## start AVAILABLE RECORDS

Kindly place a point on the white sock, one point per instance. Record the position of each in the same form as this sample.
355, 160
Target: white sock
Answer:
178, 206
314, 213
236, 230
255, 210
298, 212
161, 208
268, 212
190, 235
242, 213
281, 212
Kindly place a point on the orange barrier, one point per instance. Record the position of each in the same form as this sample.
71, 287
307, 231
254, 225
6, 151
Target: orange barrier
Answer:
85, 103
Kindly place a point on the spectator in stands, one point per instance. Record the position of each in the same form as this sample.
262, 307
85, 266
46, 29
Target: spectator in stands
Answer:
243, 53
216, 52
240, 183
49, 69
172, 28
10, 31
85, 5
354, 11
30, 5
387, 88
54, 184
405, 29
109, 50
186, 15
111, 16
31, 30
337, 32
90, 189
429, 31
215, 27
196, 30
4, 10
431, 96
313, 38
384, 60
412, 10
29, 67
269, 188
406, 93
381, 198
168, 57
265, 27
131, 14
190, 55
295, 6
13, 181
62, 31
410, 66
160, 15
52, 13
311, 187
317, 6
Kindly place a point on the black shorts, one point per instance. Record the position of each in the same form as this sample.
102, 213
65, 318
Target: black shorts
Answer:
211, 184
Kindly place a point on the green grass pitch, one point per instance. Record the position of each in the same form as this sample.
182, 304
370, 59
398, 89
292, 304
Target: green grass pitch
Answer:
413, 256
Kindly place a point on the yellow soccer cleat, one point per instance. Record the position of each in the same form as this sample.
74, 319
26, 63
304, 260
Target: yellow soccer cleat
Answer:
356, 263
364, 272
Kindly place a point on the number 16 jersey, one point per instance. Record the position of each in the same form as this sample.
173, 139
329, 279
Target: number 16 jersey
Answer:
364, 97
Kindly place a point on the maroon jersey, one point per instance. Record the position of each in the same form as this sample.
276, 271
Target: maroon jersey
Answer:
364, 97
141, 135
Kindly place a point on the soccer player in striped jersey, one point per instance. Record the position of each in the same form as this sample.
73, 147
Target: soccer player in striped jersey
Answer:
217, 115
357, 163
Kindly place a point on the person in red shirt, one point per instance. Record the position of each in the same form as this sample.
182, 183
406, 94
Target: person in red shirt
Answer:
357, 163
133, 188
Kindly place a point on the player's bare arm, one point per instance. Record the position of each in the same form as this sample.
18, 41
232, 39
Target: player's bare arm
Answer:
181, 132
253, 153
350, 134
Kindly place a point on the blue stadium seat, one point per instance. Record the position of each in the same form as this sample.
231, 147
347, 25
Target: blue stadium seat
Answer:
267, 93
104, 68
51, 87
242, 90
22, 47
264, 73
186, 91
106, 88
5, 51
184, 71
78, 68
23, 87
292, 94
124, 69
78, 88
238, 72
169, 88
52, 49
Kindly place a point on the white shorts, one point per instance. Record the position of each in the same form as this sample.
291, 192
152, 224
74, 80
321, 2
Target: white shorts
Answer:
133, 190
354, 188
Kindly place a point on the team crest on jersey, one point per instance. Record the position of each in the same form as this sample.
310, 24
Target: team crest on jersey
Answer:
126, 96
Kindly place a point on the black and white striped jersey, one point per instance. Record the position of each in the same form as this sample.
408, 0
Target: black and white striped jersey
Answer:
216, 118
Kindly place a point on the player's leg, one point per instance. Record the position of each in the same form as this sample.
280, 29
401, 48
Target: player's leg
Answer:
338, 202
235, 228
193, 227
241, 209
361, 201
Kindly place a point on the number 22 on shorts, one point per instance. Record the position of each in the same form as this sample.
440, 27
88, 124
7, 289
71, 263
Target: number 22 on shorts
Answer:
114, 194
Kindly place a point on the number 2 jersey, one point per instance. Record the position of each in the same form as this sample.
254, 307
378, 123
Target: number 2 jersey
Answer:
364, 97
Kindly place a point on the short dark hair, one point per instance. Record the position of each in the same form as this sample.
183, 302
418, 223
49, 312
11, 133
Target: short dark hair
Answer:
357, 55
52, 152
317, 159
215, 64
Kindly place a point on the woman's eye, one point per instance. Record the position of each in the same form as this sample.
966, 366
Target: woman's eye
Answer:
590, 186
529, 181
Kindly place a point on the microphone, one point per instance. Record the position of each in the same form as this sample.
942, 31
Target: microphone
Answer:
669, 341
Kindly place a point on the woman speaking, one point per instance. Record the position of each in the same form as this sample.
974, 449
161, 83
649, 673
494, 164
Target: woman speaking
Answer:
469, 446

## end AVAILABLE RECORDS

Reproduce all of the material above verbatim, keeping every line in its original order.

- _EXERCISE OUTPUT_
Kindly place a point on the white sock, one point per instance. Record the position of each in the same form as this sample.
355, 160
Target: white sock
Answer:
178, 206
314, 213
236, 230
255, 210
298, 212
161, 208
268, 212
190, 235
242, 213
281, 212
Kindly place a point on the orange barrier, one point per instance. Record the position of each in the same form as this sample.
71, 287
307, 231
254, 225
6, 151
Target: orange barrier
Answer:
85, 103
Kindly place a point on the spectator in stands, one point per instance. Record the position of each in the same form as this sample.
262, 307
85, 266
46, 29
Target: spectator in stands
Answer:
243, 53
216, 52
240, 183
49, 69
172, 28
10, 31
85, 5
354, 11
30, 5
387, 88
54, 184
405, 29
109, 50
186, 15
111, 16
31, 30
337, 32
90, 189
429, 31
215, 27
196, 30
4, 10
431, 96
313, 38
384, 60
412, 10
29, 67
269, 188
406, 93
381, 198
168, 57
265, 27
131, 14
190, 55
295, 6
13, 181
62, 31
410, 66
160, 15
52, 13
311, 187
317, 6
Kindly place a point on the black shorts, one point per instance. Record the position of each in the same form as this sample.
102, 213
65, 318
Target: black shorts
Answer:
211, 184
Kindly place a point on the green grass pitch, one point per instance. Record the position of each in the same form as this sample.
182, 304
370, 59
398, 89
292, 304
Target: green grass pitch
Answer:
413, 256
Kindly place a point on the yellow soccer cleat, one point per instance. Record the position of each in the same form as this sample.
74, 319
26, 63
304, 260
Target: yellow soccer cleat
Answer:
356, 263
364, 272
Kindly place a point on the number 16 jersey, one point per instance. Record the position of each in the same form as this sample.
173, 139
329, 279
Target: number 16 jersey
Answer:
364, 97
Kindly place a point on the maroon jersey, one point per instance. Record the position of each in the same form as this sample.
276, 271
Target: maroon jersey
Answer:
364, 97
141, 135
Kindly place a point on the soccer player in striped jersey, one point per instance. Record the position of each in the same form as this sample.
73, 147
Target: soccer player in striped jersey
Answer:
217, 115
357, 163
Kindly place a point on the person in red shirt, one point per instance. Record the position of each in the same form as this sample.
182, 183
406, 94
Target: person in red shirt
Answer:
357, 163
133, 188
Kindly place a point on the player's bare arm, one point per instance. Record the position of each in the same form as this sample.
18, 41
232, 39
Target: player's bare arm
Answer:
181, 132
253, 153
350, 134
Kindly place a point on the blue stadium seat, one point per instance. Record the position of each in the same form as this sample.
231, 147
347, 25
Target: blue stadium seat
Answer:
267, 93
104, 68
51, 87
242, 90
22, 47
264, 73
186, 91
106, 88
5, 51
184, 71
78, 68
23, 87
292, 94
124, 69
78, 88
238, 72
169, 88
52, 49
Kindly place a point on the white shorts, one point per instance. Record the position of each in the same form as this sample.
291, 192
152, 224
74, 80
321, 2
Target: white shorts
Answer:
133, 190
354, 188
Kindly place a point on the team crest on jersey, one point per instance. Record the position of each in the same form as this sample.
310, 24
Target: team crest on jersey
Answer:
126, 96
Kindly place a point on the black and white striped jersey, one point per instance. Record the position of each in the same form as this sample.
408, 0
Target: black and white striped jersey
Answer:
216, 118
Kindly place a point on the player's leg, one point per instance. Record the position of each in the same form as this sample.
280, 29
401, 48
Target: player's leg
Answer:
338, 202
235, 228
193, 227
241, 209
361, 201
Kindly place a point on the number 22 on shorts, one point per instance. Record the position of each in the same form as this sample.
440, 27
88, 124
7, 289
71, 263
Target: number 22 on shorts
Answer:
114, 194
Kindly place a point on the number 2 jersey, one point per instance. Record the position of each in the same form as this sample.
254, 307
378, 123
Target: number 2 jersey
Answer:
364, 97
Kindly place a point on the short dark hair, one point per instance. Record the position of each in the same form as this sample.
183, 302
418, 223
49, 312
11, 133
Target: short dark hair
Answer:
357, 55
52, 152
317, 159
215, 64
Kindly place a point on the woman's eye, one point per instance. Record the position of each in the same form as this sample.
966, 366
Target: woman's eye
Answer:
590, 186
529, 181
Kindly place a point on the microphone, one point per instance. Record the position of each in the same form as this sample.
942, 31
Target: microphone
Answer:
669, 341
Kindly place a point on the woman speaking, one point per instance. Record the position of each in the same form as this sample.
974, 449
161, 83
649, 673
494, 164
Target: woman speaking
Answer:
469, 446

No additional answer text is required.